Action item -> This exercise needs the complete data reproduced exactly.

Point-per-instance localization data

++++++

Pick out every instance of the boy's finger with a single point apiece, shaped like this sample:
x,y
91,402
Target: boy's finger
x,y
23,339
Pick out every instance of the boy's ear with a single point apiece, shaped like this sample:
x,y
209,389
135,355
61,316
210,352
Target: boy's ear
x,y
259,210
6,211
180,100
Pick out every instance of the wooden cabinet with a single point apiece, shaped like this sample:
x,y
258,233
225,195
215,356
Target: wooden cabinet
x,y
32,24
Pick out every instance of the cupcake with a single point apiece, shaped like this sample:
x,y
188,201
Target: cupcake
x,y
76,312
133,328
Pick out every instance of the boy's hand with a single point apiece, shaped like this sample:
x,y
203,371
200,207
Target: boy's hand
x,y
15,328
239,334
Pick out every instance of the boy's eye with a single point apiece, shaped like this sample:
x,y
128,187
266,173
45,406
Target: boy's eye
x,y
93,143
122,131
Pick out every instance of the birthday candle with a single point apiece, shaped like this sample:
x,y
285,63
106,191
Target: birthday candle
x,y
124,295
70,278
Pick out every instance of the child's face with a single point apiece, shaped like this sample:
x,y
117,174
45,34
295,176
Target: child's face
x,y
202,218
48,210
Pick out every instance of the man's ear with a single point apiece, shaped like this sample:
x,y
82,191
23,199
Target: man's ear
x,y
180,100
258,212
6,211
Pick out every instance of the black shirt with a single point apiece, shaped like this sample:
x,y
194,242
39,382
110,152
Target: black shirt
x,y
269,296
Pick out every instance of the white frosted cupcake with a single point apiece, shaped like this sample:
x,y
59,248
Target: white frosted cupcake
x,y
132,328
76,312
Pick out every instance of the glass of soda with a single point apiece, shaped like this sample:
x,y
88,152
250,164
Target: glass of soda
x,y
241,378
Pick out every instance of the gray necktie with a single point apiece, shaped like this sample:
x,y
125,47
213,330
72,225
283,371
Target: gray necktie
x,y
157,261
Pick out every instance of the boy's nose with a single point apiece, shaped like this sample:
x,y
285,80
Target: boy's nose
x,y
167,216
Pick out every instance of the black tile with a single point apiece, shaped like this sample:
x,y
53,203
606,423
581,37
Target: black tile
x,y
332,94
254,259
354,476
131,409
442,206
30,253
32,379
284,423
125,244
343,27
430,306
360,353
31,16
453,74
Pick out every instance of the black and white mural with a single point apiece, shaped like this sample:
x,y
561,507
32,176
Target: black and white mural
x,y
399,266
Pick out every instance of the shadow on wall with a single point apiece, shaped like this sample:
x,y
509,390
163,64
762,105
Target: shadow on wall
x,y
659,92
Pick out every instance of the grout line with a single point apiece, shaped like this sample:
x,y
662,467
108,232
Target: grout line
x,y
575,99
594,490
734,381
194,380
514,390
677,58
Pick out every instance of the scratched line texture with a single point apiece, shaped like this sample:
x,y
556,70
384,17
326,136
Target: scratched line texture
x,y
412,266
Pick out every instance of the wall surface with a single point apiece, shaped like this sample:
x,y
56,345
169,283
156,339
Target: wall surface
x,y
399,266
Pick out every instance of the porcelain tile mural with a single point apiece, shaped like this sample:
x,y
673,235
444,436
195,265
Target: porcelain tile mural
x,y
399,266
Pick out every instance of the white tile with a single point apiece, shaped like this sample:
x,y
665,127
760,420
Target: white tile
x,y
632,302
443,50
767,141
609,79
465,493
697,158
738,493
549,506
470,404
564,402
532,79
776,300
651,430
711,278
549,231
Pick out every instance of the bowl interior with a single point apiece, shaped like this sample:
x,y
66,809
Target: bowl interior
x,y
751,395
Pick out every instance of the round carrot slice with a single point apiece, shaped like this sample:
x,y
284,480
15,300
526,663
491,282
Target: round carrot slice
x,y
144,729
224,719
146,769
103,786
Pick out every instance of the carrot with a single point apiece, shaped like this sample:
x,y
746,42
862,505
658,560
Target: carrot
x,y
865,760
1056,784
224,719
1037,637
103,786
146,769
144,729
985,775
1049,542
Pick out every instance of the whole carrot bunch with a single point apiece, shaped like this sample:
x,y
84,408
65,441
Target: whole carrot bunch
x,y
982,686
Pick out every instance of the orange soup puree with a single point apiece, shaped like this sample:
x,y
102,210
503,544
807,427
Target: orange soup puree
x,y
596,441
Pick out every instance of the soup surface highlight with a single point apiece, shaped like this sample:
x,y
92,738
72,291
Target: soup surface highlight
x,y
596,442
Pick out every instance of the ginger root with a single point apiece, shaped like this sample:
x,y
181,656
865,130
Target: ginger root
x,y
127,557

++++++

Answer for this exercise ->
Pick out every instance of the boy's finger with a single point apiece, shaped like this sample:
x,y
91,402
Target: boy's finger
x,y
23,339
Pick out every instance of the boy's ear with a single point apiece, shaped like this sample:
x,y
209,389
135,355
61,316
210,352
Target: boy's ear
x,y
259,210
6,211
180,100
Pick out every instance of the wooden cabinet with a single point apiece, shaped like this sample:
x,y
258,233
225,195
215,356
Target: wooden cabinet
x,y
32,24
Pick out every instance of the cupcake with a single point apiece, shaped like this sample:
x,y
188,201
Target: cupcake
x,y
76,312
133,328
Pick out every instance of the boy's hand with a single point apiece, shaped like this sample:
x,y
203,371
200,207
Target: boy's hand
x,y
15,328
239,334
Pick out every instance of the boy's eye with a single point apiece, shaped like this sample:
x,y
128,187
266,173
45,406
Target: boy's eye
x,y
93,143
122,131
Pick out every instance of the birthday candle with a single point apiece, shaped like this sample:
x,y
285,63
106,191
Target: birthday candle
x,y
124,295
70,278
Pick out every instance of the child's face with a single point apiece, shaped like this sample:
x,y
117,174
45,34
295,176
Target: child's face
x,y
202,218
48,210
Pick out every instance of the man's ear with a single point apiece, shaped like this sample:
x,y
82,191
23,199
Target: man's ear
x,y
180,100
258,212
6,211
Pick out every instance of the black shirt with a single point apiece, shaped like this sample:
x,y
194,242
39,382
110,152
Target: black shirt
x,y
269,296
Pick out every instance of the white frosted cupcake with a single point apiece, shaped like this sample:
x,y
59,248
Target: white frosted cupcake
x,y
132,328
76,312
Pick out every instance of the glass of soda with a single point apiece, shaped like this sample:
x,y
88,152
250,164
Target: glass of soda
x,y
241,378
Pick out every instance of the gray necktie with a single point apiece, shaped like this sample:
x,y
125,47
213,330
72,225
283,371
Target: gray necktie
x,y
157,261
Pick out every instance of the boy's nose with a single point apiece, shaped like this sample:
x,y
285,80
Target: boy's nose
x,y
167,216
Pick out every instance of the black tile with a single point apiece, shaped like this sample:
x,y
53,203
606,423
581,37
Target: black tile
x,y
332,94
254,259
354,476
131,409
442,206
30,253
32,379
284,423
125,244
343,27
430,306
360,353
31,16
453,74
Pick out every instance of the black and white mural with a single point apiece, shaped like this sample:
x,y
561,507
32,176
Target: black and white mural
x,y
399,266
Pick out every instance of the shadow on wall with a single point apiece, shaped like this sample:
x,y
509,390
163,64
762,105
Target: shadow on wall
x,y
659,92
Pick out every instance of the grout line with a single point apiece, shaped like this sample:
x,y
662,467
108,232
Target: grout line
x,y
575,99
594,490
734,381
194,380
514,390
677,58
Pick out every instance of the scratched line texture with a single point apiece, shaped like this sample:
x,y
556,70
384,17
326,136
Target: scratched line texture
x,y
412,266
Pick out every instance of the wall surface with a single point apiece, shaped like this sample:
x,y
56,345
169,283
156,339
Target: wall surface
x,y
399,266
Pick out every instance of the porcelain tile mural with a single point apiece, shaped like this sample:
x,y
673,235
444,436
195,265
Target: porcelain tile mural
x,y
399,266
Pick out every instance of the white tile with a single point apiece, shaped like this sample:
x,y
665,127
760,420
Target: white tile
x,y
632,302
443,50
767,141
609,79
465,493
697,158
738,493
549,506
470,404
564,402
532,79
776,300
651,430
711,278
549,231
Pick out every instance of the bowl interior with a single point apiece, shaped like this sample:
x,y
66,809
Target: bowl interior
x,y
751,395
Pick out every instance of the round carrot slice with a single point apiece, shaped like this sample:
x,y
284,480
15,300
526,663
491,282
Target: round carrot slice
x,y
144,729
224,719
146,769
103,786
Pick out every instance of the carrot with a single point apiece, shaped like this sample:
x,y
746,42
862,505
658,560
Target: carrot
x,y
865,760
1056,784
224,719
1037,637
103,786
146,769
144,729
985,775
1049,542
Pick out every instance of the whole carrot bunch with a single point apiece, shaped like this sample:
x,y
84,408
65,441
Target: whole carrot bunch
x,y
982,686
Pick out every instance of the orange soup puree with a single point apiece, shaped like this sample:
x,y
102,210
503,544
807,427
Target: orange soup puree
x,y
596,441
Pick out every instance of the soup surface highlight with a single point apiece, shaped like this sample:
x,y
92,738
72,291
Target: soup surface highlight
x,y
596,442
Pick out every instance of the ginger root with a single point apiece, shaped like this sample:
x,y
181,656
865,130
Target: ginger root
x,y
127,557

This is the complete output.